### Work to complete
Beginning with the line that contains "I need to verify whether the pale" and continuing through the end of the material below, reproduce every line, offsetting each bounding-box coordinate by adding 140 to it.

### Task data
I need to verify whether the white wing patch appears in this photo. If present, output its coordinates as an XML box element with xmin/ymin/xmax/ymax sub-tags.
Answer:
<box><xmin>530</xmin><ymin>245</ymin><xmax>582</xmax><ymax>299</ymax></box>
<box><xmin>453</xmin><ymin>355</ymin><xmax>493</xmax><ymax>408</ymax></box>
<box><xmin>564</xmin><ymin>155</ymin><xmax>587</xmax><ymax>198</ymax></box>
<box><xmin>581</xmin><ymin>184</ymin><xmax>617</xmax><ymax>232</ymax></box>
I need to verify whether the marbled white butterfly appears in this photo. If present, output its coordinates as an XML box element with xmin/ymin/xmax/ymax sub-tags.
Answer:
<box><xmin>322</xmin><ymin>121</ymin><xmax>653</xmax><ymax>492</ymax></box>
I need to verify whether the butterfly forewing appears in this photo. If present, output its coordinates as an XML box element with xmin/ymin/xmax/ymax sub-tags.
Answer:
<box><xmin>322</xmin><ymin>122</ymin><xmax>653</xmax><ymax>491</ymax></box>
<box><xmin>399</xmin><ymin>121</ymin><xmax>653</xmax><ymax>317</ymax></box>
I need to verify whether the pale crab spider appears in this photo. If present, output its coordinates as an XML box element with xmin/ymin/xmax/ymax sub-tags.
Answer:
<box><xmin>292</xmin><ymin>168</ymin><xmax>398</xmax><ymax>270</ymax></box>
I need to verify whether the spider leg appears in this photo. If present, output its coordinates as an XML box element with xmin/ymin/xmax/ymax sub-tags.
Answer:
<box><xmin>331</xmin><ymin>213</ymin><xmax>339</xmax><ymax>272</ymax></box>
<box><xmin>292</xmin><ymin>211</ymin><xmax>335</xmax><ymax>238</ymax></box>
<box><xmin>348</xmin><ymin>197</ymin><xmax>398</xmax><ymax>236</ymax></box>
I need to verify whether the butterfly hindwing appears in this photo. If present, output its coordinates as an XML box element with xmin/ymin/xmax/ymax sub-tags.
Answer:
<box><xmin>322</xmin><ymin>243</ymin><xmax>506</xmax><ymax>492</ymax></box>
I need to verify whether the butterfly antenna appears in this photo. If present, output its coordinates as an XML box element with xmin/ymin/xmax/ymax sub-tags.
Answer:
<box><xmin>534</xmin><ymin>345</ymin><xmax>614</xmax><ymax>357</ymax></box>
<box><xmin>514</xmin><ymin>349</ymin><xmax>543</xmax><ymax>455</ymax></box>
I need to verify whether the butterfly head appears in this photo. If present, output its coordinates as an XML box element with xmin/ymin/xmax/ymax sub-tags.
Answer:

### Worked solution
I need to verify whether the pale crab spider appears in this photo. If present, output its coordinates as an XML box element with xmin/ymin/xmax/ymax sub-tags.
Answer:
<box><xmin>432</xmin><ymin>308</ymin><xmax>538</xmax><ymax>410</ymax></box>
I need to verify whether the spider leg appears in this photo. If present, output its coordinates as an XML box element with xmin/ymin/xmax/ymax sub-tags.
Answer:
<box><xmin>471</xmin><ymin>353</ymin><xmax>479</xmax><ymax>412</ymax></box>
<box><xmin>432</xmin><ymin>351</ymin><xmax>475</xmax><ymax>378</ymax></box>
<box><xmin>488</xmin><ymin>337</ymin><xmax>538</xmax><ymax>376</ymax></box>
I need to verify whether the butterfly hindwing appears in this photo. If present, output its coordinates as an XML box element with xmin/ymin/xmax/ymax sub-tags.
Answer:
<box><xmin>462</xmin><ymin>383</ymin><xmax>646</xmax><ymax>632</ymax></box>
I need to verify whether the butterfly antenna appears in this photo. If present, output its coordinates as an XML box element with xmin/ymin/xmax/ymax sub-tags.
Answer:
<box><xmin>674</xmin><ymin>485</ymin><xmax>754</xmax><ymax>497</ymax></box>
<box><xmin>654</xmin><ymin>489</ymin><xmax>683</xmax><ymax>595</ymax></box>
I need to verify whether the butterfly head appears in this photo. If present, output its coordinates as an XML box element with xmin/ymin/xmax/ymax sub-tags.
Answer:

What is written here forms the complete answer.